• [ACTIVITY] Repeat the data below with no changes.

Stored data:
____

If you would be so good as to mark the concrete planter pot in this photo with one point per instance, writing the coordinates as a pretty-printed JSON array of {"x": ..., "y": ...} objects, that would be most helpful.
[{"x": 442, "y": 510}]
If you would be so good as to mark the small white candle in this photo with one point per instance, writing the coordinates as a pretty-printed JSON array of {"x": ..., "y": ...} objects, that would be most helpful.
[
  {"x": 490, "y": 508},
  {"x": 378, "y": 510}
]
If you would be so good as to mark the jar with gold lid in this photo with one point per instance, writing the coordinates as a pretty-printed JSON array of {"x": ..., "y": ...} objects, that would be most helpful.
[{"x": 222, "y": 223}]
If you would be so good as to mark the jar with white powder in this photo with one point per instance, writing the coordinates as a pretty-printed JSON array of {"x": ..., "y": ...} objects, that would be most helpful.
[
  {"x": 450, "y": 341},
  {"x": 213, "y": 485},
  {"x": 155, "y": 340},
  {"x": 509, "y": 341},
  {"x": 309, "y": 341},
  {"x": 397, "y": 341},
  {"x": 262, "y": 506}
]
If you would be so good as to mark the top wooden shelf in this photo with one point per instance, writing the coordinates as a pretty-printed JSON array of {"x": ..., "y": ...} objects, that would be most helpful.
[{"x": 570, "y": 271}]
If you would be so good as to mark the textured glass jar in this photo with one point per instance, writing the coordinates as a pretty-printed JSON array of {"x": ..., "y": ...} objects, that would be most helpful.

____

• [EXERCISE OUTPUT]
If you would be so good as to mark the concrete planter pot in this photo with one point per instance, writing the coordinates as a pretty-printed JSON array of {"x": ..., "y": ...} objects, that would be most helpful.
[{"x": 442, "y": 510}]
If you would be so good as to mark the small white candle in this photo with one point per instance, writing the coordinates as a pretty-printed JSON array of {"x": ..., "y": ...} objects, that would be most helpful.
[
  {"x": 490, "y": 508},
  {"x": 378, "y": 510}
]
If you would be so good as to mark the jar with gold lid in this photo with one point per instance, writing the coordinates as a pretty-printed JSON array of {"x": ..., "y": ...} objects, that would be most helpful.
[{"x": 222, "y": 223}]
If you would be so good as to mark the jar with white powder in this photo with one point per instance, writing the coordinates as a pretty-printed JSON array of {"x": ..., "y": ...} objects, that would be most helpful.
[
  {"x": 450, "y": 341},
  {"x": 213, "y": 485},
  {"x": 155, "y": 340},
  {"x": 509, "y": 341},
  {"x": 309, "y": 341},
  {"x": 397, "y": 341},
  {"x": 262, "y": 506}
]
If you would be so good as to mark the top wooden shelf in this photo with one point per instance, writing the coordinates as a pretty-printed JSON array of {"x": ..., "y": ...} objects, that would be most helpful.
[{"x": 570, "y": 271}]
If you would be so good as to mark the textured glass jar in this photo with one point per instance, writing the coordinates as a pretty-printed JSON array of {"x": ..., "y": ...} objects, that would be most helpful.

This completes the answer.